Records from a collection
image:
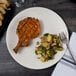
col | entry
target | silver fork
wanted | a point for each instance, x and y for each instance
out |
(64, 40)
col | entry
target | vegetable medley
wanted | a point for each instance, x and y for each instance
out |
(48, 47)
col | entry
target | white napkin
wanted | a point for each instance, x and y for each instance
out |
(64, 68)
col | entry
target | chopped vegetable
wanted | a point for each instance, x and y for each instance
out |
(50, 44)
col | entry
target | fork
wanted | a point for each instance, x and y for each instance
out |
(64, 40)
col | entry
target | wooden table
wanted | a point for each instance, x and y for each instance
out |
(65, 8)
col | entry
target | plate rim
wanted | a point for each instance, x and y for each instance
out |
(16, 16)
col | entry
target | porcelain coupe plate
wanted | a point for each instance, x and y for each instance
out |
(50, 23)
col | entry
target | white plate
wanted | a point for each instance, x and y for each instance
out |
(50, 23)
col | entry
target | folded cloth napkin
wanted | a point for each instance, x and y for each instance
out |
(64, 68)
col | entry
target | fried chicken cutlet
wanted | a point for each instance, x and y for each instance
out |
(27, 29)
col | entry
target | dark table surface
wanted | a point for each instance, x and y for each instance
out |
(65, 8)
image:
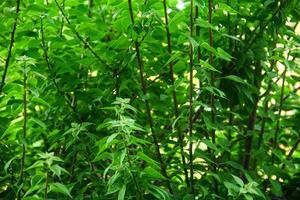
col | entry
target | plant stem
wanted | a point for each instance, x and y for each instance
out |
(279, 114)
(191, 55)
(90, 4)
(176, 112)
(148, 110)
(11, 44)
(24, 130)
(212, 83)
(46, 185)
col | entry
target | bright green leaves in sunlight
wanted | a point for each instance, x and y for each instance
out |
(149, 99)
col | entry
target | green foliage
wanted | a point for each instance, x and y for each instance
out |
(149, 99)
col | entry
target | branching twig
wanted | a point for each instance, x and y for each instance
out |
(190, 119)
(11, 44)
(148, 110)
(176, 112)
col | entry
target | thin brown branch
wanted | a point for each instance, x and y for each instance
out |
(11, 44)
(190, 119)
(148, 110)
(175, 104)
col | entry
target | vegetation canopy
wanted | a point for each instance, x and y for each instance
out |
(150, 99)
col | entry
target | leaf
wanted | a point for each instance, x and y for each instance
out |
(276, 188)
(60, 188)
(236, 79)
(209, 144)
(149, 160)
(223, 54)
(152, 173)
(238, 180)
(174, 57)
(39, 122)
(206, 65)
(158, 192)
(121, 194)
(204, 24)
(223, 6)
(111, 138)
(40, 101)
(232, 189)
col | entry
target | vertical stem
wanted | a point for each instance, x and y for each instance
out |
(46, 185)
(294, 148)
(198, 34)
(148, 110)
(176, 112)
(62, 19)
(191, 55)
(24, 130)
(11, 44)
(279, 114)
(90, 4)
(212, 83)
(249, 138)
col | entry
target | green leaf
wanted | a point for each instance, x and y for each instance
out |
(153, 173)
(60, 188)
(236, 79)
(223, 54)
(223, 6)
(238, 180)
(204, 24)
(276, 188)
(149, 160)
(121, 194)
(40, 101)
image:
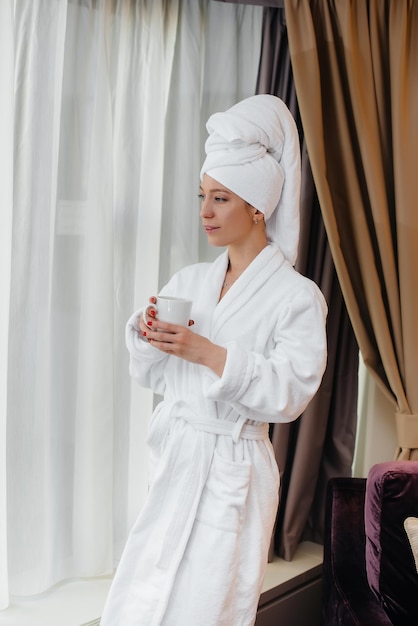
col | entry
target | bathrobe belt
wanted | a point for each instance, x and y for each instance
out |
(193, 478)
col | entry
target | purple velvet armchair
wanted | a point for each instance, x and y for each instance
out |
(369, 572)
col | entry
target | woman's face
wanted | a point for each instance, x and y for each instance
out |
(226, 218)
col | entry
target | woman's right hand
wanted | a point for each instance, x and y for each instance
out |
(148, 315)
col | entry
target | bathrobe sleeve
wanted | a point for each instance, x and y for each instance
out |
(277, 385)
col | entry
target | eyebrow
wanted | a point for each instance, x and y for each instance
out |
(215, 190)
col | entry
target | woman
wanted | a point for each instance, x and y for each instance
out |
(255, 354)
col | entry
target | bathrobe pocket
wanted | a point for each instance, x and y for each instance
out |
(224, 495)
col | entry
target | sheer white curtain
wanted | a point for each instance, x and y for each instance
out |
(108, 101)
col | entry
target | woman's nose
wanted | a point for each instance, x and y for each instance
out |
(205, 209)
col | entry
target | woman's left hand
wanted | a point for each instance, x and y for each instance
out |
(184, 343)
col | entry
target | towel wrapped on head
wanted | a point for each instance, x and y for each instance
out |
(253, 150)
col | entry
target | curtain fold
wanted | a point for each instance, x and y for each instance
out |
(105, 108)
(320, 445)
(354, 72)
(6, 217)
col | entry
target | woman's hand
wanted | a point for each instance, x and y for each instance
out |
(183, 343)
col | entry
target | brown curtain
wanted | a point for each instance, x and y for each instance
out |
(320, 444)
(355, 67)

*Problem to work on*.
Find the word "napkin" in the entries above. Copy every line that has it.

*Exercise response*.
target | white napkin
target | folded cloth napkin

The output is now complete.